## EXTRACTED RECORDS
*** Block opens ***

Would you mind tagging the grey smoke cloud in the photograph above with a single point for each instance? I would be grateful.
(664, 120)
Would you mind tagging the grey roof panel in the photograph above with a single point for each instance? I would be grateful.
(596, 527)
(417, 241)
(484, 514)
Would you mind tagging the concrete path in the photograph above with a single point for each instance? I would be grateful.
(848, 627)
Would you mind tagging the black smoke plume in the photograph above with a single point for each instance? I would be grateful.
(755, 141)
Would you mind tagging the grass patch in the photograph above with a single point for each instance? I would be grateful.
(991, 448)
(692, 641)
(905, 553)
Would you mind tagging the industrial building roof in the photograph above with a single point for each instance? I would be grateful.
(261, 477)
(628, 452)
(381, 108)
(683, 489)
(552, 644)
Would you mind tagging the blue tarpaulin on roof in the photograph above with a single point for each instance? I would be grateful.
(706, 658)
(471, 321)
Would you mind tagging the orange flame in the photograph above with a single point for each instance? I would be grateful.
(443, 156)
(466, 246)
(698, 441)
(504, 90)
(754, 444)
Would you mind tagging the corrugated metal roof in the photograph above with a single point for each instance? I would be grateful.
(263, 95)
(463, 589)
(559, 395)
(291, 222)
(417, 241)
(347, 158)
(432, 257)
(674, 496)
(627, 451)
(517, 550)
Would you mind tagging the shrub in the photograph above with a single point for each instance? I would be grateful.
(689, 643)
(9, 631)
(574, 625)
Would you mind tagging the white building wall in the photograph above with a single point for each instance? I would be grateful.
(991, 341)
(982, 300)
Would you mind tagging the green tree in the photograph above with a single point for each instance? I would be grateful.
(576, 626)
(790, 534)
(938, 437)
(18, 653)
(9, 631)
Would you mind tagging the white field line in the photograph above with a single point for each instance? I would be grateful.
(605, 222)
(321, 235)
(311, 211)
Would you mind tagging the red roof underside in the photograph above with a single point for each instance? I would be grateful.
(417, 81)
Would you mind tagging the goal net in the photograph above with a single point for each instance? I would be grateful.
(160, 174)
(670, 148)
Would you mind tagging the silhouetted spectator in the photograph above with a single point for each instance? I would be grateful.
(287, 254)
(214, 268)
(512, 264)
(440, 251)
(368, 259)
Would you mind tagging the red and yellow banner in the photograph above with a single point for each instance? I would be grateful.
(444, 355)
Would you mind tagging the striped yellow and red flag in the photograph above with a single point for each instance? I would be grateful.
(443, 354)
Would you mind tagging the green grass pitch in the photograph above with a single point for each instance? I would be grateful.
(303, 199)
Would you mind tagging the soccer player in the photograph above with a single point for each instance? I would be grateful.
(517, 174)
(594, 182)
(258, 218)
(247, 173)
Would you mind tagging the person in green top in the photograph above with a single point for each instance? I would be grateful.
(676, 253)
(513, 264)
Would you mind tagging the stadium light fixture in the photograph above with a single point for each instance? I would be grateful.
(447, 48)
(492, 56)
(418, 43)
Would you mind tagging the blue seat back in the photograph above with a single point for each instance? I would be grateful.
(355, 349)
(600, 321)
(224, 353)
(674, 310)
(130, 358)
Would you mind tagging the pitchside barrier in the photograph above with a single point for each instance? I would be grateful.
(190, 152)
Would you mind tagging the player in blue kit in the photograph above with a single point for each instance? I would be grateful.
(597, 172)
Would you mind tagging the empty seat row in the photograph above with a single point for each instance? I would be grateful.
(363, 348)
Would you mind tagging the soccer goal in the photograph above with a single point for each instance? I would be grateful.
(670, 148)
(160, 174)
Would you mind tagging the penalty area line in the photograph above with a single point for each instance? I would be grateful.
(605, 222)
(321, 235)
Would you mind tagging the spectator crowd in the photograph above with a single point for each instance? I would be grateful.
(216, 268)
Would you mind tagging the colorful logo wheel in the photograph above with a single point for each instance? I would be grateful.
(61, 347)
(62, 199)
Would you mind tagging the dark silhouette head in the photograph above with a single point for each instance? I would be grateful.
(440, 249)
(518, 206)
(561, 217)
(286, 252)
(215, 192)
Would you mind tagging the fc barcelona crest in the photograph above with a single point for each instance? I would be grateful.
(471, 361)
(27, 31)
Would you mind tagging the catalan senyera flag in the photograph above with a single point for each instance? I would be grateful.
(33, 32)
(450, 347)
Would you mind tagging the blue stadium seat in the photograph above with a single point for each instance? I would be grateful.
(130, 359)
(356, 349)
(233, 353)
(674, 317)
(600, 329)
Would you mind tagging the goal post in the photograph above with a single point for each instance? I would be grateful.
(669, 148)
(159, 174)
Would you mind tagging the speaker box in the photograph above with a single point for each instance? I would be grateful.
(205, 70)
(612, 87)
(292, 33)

*** Block closes ***

## EXERCISE GOAL
Could every entry above be printed again, word for word?

## SOLVED EXERCISE
Would you mind tagging the grey smoke cloud in the photograph above with a single point for each instance? I would be grateful.
(664, 120)
Would you mind tagging the grey roof panel in the photograph above with a single point for each instance? I would be grateful.
(596, 527)
(417, 241)
(484, 514)
Would you mind tagging the concrete path in the photograph above with a single point for each instance? I would be grateful.
(848, 627)
Would you mind tagging the black smoke plume in the photograph above with a single point for each instance? I would be grateful.
(755, 141)
Would you mind tagging the grass patch in the photograph above with a single point for each instance? I would be grateful.
(991, 448)
(692, 641)
(905, 553)
Would you mind tagging the industrial building roof in the photograph above with a single point for each instance? I would be grateful.
(261, 477)
(628, 452)
(381, 108)
(683, 489)
(552, 644)
Would you mind tagging the blue tarpaulin on roof in the photograph above with a single point for each instance? I would be grateful.
(706, 658)
(471, 321)
Would you mind tagging the orange flame in the photograph above with a single point for each instance? I would be grateful.
(443, 156)
(466, 246)
(698, 441)
(504, 90)
(754, 444)
Would you mind tagging the corrugated metal roof in the photograph above with a single point for each instance? I would be grateful.
(263, 95)
(463, 589)
(559, 395)
(291, 222)
(417, 241)
(347, 158)
(432, 257)
(674, 496)
(627, 451)
(517, 550)
Would you mind tagging the shrub in the photograph above with a single point for each instance? I would be grateful.
(689, 643)
(9, 631)
(574, 625)
Would you mind tagging the white building wall in the photograph above with a single point for each instance? I would be grateful.
(991, 341)
(982, 300)
Would you mind tagging the green tree in the photograph above with a single point for each instance? I would be grateful.
(576, 626)
(790, 534)
(938, 437)
(18, 653)
(9, 631)
Would you mind tagging the white field line in the photograph above with a single point for each instance? I would be grateful.
(605, 222)
(321, 235)
(311, 211)
Would you mind tagging the red roof underside in the photograph above with a single point for each instance? I would be grateful.
(417, 81)
Would you mind tagging the goal net in the photograph above with a single point for each instance? I would be grateful.
(160, 174)
(670, 148)
Would you mind tagging the silhouetted spectator in the photograph above with a single point for each instance? I would be grateful.
(287, 254)
(214, 268)
(512, 264)
(440, 251)
(368, 259)
Would you mind tagging the red and yellow banner in the photograph above with a single point for each instance? I would be grateful.
(444, 355)
Would you mind tagging the striped yellow and red flag in the photograph above with a single point for each instance? I would be grateful.
(443, 354)
Would you mind tagging the green grass pitch in the photograph above with a single point for each instance? I would be grateful.
(303, 199)
Would you mind tagging the soccer player in the photograph above with a single point for each instance? I would be grateful.
(517, 174)
(594, 182)
(258, 218)
(247, 173)
Would you mind tagging the person in green top in the photograph above with a single point for each instance? I would be grateful.
(676, 253)
(513, 264)
Would you mind tagging the stadium light fixture in the photograph above with a single point for each instance? I would be grateful.
(447, 48)
(492, 56)
(418, 43)
Would you mind tagging the blue seat back in the photograph above with a single point for each instance? I would be grateful.
(355, 349)
(600, 321)
(224, 353)
(674, 310)
(130, 358)
Would you mind tagging the pitchside barrier in the photograph above with a single point for each instance? I would be grateful.
(190, 152)
Would you mind tagging the player in blue kit in the photograph above with a single point for each instance? I would be grateful.
(597, 172)
Would you mind tagging the empty seat row in the photograph above with a single point for each instance? I would be grateful.
(363, 348)
Would you mind tagging the soccer goal in the photograph above with a single point for each instance? I would be grateful.
(670, 148)
(160, 174)
Would you mind tagging the penalty area line in the photograph above with a single point for each instance? I would be grateful.
(605, 222)
(321, 235)
Would you mind tagging the spectator crowd in the photograph above with a single point for each instance? I would be grateful.
(216, 268)
Would you mind tagging the colorful logo wheel in the photograph above with a single point for each instance? I would be grateful.
(61, 347)
(62, 199)
Would you mind tagging the dark silhouette head in the photograph above with a single point for each instance? I would be grateful.
(440, 249)
(518, 206)
(561, 217)
(286, 252)
(215, 192)
Would you mind tagging the fc barcelona crest in the photograph above with a single point for each instance? I would be grateful.
(471, 361)
(27, 31)
Would you mind tagging the catalan senyera flag in the photograph above with a single point for each instance? I would be grateful.
(33, 32)
(450, 347)
Would you mind tagging the blue stadium seat in the photograph above with a single point for each instance? I would be grateful.
(130, 359)
(356, 349)
(233, 353)
(674, 317)
(600, 329)
Would you mind tagging the goal post in the photograph above with a single point for each instance? I would be grateful.
(669, 148)
(159, 174)
Would you mind tagging the speaker box in the photograph above with a single point for each instance? I would be grateful.
(205, 70)
(612, 87)
(292, 33)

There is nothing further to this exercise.